Whenever the word "rice" shows up in a line of the data, copy that line.
◇ ◇ ◇ ◇ ◇ ◇ ◇
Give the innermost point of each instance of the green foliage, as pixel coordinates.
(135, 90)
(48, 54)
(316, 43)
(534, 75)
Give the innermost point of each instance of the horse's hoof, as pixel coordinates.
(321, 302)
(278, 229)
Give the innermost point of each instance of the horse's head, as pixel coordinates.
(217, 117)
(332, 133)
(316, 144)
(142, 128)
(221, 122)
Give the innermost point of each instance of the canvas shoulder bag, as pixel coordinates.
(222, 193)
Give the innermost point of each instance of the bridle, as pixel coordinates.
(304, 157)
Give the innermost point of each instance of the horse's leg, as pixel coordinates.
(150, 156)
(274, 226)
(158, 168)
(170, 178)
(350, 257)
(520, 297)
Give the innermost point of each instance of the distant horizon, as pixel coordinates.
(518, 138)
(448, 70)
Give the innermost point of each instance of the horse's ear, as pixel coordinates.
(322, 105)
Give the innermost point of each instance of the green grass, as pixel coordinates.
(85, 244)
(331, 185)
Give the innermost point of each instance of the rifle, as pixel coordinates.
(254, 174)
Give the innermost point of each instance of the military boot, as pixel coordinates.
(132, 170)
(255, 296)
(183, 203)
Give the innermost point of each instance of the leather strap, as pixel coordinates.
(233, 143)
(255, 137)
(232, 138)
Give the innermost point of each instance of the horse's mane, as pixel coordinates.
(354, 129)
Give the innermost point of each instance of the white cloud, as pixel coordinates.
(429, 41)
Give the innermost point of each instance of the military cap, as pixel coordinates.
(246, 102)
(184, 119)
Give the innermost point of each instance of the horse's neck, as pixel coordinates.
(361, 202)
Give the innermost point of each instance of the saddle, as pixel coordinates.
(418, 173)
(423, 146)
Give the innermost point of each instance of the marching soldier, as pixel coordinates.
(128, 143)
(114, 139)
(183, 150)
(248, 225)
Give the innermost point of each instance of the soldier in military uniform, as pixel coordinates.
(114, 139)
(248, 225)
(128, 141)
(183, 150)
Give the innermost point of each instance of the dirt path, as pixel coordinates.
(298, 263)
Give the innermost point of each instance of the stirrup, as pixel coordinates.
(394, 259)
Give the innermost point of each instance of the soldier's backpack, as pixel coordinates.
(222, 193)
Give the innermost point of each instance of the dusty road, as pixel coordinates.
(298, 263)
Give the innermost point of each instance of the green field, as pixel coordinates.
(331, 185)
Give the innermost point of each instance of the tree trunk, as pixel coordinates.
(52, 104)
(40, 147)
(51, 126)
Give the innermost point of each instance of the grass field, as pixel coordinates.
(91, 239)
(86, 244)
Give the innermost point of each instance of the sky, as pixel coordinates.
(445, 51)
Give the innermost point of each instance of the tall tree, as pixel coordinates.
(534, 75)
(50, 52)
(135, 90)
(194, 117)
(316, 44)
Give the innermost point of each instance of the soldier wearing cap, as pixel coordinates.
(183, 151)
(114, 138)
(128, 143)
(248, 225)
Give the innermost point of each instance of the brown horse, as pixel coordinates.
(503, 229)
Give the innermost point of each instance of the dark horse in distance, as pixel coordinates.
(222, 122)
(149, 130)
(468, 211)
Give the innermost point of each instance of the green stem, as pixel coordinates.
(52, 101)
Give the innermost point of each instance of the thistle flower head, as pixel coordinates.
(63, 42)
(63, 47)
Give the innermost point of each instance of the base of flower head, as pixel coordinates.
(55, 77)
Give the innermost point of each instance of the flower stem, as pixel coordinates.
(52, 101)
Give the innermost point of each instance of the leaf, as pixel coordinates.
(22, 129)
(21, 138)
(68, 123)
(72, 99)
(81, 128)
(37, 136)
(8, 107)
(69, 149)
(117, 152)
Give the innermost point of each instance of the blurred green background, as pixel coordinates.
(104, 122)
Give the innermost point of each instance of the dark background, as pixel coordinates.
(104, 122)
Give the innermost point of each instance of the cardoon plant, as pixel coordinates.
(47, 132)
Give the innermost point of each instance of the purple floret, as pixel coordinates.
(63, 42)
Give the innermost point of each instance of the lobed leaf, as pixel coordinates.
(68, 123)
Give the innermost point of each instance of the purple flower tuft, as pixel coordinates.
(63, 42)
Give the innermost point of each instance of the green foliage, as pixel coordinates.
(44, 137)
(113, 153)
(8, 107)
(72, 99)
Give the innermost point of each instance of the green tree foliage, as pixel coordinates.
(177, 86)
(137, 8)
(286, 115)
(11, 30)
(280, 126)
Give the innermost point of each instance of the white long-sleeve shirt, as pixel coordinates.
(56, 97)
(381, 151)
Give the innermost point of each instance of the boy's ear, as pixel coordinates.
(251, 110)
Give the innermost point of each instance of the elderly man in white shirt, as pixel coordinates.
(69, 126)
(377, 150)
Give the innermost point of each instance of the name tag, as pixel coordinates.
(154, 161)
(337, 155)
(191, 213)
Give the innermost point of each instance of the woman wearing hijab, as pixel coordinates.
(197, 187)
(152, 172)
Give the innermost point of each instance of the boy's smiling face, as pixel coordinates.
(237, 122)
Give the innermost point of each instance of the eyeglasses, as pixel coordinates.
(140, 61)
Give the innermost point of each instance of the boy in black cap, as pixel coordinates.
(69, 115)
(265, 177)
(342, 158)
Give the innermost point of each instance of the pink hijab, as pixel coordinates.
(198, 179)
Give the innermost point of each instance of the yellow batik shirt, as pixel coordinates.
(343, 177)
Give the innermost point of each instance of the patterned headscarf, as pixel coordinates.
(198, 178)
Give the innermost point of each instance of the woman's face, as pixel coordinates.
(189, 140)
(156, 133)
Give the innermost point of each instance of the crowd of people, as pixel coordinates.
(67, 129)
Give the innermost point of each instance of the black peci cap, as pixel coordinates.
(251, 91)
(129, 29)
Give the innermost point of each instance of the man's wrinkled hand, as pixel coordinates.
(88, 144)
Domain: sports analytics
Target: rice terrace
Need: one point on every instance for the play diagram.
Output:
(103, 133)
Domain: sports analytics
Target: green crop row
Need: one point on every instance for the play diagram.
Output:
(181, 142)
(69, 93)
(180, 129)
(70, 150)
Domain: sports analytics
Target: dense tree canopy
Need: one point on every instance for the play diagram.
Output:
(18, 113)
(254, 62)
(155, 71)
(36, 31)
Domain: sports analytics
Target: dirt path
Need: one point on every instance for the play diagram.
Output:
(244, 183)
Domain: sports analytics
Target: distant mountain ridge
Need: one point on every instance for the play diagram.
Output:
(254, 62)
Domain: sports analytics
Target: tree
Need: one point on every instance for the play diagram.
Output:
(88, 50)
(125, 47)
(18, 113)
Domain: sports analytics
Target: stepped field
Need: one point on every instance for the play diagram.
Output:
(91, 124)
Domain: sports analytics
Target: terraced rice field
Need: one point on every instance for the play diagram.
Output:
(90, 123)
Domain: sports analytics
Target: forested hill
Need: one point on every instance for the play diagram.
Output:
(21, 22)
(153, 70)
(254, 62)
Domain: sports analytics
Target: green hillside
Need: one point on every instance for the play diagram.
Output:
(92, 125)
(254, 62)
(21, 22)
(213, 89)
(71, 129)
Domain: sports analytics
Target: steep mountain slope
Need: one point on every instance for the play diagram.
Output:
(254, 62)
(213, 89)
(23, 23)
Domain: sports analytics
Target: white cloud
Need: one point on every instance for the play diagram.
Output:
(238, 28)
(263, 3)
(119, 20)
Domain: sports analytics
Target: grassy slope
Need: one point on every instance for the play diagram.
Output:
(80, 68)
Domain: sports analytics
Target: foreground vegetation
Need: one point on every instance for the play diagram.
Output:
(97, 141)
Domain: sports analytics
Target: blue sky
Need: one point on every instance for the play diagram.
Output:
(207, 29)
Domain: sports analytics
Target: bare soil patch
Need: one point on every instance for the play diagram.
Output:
◇ ◇ ◇ ◇ ◇ ◇ ◇
● **Solved exercise**:
Target: rice terrace
Target: terraced rice field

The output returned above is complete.